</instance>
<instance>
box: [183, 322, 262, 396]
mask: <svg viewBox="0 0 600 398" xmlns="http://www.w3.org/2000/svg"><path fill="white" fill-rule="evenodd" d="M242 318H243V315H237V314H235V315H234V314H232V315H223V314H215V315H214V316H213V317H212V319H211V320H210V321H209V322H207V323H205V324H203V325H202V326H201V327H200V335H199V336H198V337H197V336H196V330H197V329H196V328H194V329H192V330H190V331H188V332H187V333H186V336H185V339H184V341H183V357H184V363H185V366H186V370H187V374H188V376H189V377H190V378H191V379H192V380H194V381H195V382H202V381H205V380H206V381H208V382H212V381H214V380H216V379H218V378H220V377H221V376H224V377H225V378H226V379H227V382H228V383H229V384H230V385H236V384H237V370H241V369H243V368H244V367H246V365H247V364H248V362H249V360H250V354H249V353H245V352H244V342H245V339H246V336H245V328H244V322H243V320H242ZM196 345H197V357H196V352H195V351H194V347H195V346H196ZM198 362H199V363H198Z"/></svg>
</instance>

····················

TASK GOAL: In full and without edits, return the listing.

TASK OUTPUT:
</instance>
<instance>
box: [183, 322, 262, 396]
mask: <svg viewBox="0 0 600 398" xmlns="http://www.w3.org/2000/svg"><path fill="white" fill-rule="evenodd" d="M242 318H243V315H237V314H235V315H234V314H232V315H223V314H215V315H214V316H213V317H212V319H211V320H210V321H209V322H207V323H205V324H203V325H202V326H201V327H200V335H199V336H198V337H197V336H196V330H197V329H196V328H194V329H192V330H190V331H188V332H187V333H186V336H185V339H184V341H183V357H184V363H185V366H186V370H187V374H188V376H189V377H190V378H191V379H192V380H194V381H195V382H202V381H205V380H206V381H208V382H212V381H214V380H216V379H218V378H220V377H221V376H224V377H225V378H226V379H227V382H228V383H229V384H230V385H236V384H237V370H241V369H243V368H244V367H246V365H247V364H248V362H249V360H250V354H249V353H245V352H244V342H245V339H246V336H245V328H244V322H243V320H242ZM196 345H197V357H196V352H195V351H194V347H195V346H196ZM198 362H199V363H198Z"/></svg>
</instance>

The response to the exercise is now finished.